──────── Material to process

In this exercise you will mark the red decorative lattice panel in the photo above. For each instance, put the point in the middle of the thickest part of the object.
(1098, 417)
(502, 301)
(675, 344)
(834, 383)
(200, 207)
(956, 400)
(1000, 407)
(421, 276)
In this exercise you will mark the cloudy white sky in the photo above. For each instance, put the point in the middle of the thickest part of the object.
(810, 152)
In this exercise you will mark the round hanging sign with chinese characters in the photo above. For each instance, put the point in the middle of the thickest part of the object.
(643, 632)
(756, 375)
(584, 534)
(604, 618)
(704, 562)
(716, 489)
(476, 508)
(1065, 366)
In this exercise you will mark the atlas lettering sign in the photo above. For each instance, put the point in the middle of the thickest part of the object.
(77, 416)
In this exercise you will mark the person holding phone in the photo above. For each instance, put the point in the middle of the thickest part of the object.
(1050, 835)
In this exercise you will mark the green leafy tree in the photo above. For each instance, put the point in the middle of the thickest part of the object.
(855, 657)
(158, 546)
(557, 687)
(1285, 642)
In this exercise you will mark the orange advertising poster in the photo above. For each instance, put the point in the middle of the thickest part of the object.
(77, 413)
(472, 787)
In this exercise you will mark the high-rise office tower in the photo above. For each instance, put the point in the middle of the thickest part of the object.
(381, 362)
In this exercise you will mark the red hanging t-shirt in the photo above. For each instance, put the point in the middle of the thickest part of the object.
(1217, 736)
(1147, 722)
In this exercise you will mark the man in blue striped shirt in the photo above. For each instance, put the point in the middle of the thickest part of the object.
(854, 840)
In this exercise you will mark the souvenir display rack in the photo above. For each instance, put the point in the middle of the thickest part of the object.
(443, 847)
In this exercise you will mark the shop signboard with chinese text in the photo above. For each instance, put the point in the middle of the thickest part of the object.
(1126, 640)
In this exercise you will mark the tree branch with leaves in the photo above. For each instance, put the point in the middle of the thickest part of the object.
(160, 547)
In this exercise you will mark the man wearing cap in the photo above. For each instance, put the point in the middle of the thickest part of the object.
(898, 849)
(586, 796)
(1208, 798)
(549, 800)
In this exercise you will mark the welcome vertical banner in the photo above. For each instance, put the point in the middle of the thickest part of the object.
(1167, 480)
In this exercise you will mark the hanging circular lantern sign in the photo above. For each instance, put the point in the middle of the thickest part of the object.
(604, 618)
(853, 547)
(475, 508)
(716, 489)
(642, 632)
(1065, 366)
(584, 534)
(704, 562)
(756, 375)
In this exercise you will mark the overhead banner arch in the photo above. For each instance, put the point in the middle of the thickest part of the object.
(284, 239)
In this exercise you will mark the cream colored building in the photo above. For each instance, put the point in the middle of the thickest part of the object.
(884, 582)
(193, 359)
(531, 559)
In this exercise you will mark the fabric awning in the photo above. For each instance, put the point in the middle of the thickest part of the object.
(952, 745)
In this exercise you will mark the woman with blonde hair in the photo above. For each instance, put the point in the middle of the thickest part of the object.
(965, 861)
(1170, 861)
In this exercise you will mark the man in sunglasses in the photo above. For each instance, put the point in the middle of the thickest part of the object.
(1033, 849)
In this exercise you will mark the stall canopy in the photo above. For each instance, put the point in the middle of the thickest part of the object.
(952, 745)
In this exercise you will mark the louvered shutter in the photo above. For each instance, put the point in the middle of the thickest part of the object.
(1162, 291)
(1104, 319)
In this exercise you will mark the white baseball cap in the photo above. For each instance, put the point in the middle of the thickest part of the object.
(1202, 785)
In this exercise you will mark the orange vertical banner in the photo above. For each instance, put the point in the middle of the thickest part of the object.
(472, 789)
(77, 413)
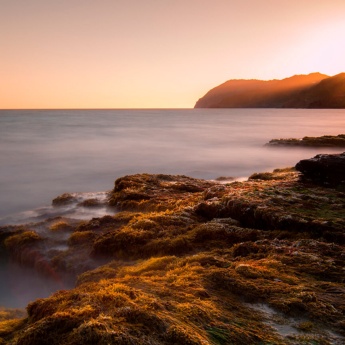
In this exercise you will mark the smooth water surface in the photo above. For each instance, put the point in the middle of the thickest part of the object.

────────────────

Repeat all of the data above word for word, but leave the pictures out.

» **Response to this task**:
In this exercise you will mark the red decorative lattice panel in the photo above. For each instance, put the point in the middle of the thickest part of the object.
(1098, 417)
(502, 301)
(675, 344)
(834, 383)
(200, 207)
(956, 400)
(1000, 407)
(421, 276)
In this exercise you will mark the cloudy white sky in the photo above. For each instance, put the point in the middle of the thickest part of the object.
(810, 152)
In this exercise you will mark the round hanging sign with chinese characters in the photo above. For each instance, put the point in the middle of the thickest part of the object.
(643, 632)
(756, 375)
(584, 534)
(604, 618)
(704, 562)
(716, 489)
(476, 508)
(1065, 366)
In this exercise you will mark the atlas lettering sign in the photo above. For each instance, put the point in the middle of the thickest part of the object.
(77, 416)
In this exercise you will mark the person holding phone in the photo above. For each instance, put the point in the middle of the thickest part of the object.
(1050, 835)
In this exercise you will mark the green leafy tree in the photo above. For each instance, put the point in the middle of the thickest part of the object.
(855, 657)
(158, 546)
(557, 687)
(1285, 642)
In this exercise you will mark the orange advertising poster in the photo above. For each instance, put the point in the middle of the thickest part of the object.
(77, 413)
(472, 787)
In this exercise you will mark the high-rise office tower in the photo above. For each instance, put the point in the middle of the thickest part of the object.
(381, 362)
In this exercise you will mark the red hanging t-shirt in the photo above. For each instance, put the point in the middle of the thickest part of the object.
(1217, 736)
(1147, 722)
In this exercise you will mark the man in blue striped shirt in the photo above. For each instance, put the point in the middle of the thickest part of the object.
(854, 840)
In this exercise you will mark the souvenir display rack in the photo above. For each instance, put the point in the middle of the thickest part of the object.
(443, 847)
In this exercise you will mark the shop signboard with chinese text in the photo above. For each instance, put the point in the middle of the thickest part of the object.
(1126, 640)
In this exercise you will mark the tree branch with leaves in the photo above. For each instance, put the point in the middle of the thickest part of the object.
(160, 547)
In this exercise you will mark the man wearing cap in the photo above. For each instance, put the point in the middle of the thickest part of the object.
(898, 849)
(586, 796)
(1208, 798)
(549, 800)
In this exercise you will mark the welcome vertical banner in the photo above. For each instance, put the point in the middle of the thickest part of the object.
(1167, 480)
In this exercise you will mark the hanging circular lantern sign in the photo above. For each instance, put the point in the middle of the thickest part of the object.
(604, 618)
(853, 547)
(475, 508)
(716, 489)
(642, 632)
(1065, 366)
(584, 534)
(704, 562)
(756, 375)
In this exercise you will mark the overhead banner arch in the photo above. For each instance, put the point in the middle of the thickest part of the object.
(284, 239)
In this exercise you will mark the cream colored building in the photo above. For each instance, put the point in the middle of the thickest part of the object.
(884, 582)
(193, 359)
(531, 559)
In this exercise you will mark the fabric awning in the photo above. For each instance, put the point in the middle of the thickest part of the object.
(952, 745)
In this exercise you will mark the woman with blonde hair in the photo above. For each instance, put the point in the middle of the thickest part of the object.
(965, 861)
(1170, 861)
In this exercise you will mark the man in sunglasses in the photo above. For each instance, put the point in the middle of the thickest part of the object.
(1033, 849)
In this exercise you will mark the stall canopy in the photo above. For each instance, put the point in the middle of the thickest part of the object.
(952, 745)
In this exercise you will mark the louvered shutter in the photo above. For each instance, put the point in the middle of the thickest part of the object.
(1162, 291)
(1104, 319)
In this exercise you will mark the white baseball cap in the photo above. For each instance, put the point in the middle of the thickest part of the object.
(1202, 785)
In this exercise you will mark the orange vertical banner in the photo above. For each instance, put the point in the middle of the thickest part of the object.
(472, 789)
(77, 413)
In this exercise you will mark the smooth water surface in the photo above. For each instance, put the point in the middle of the thickest part of the object.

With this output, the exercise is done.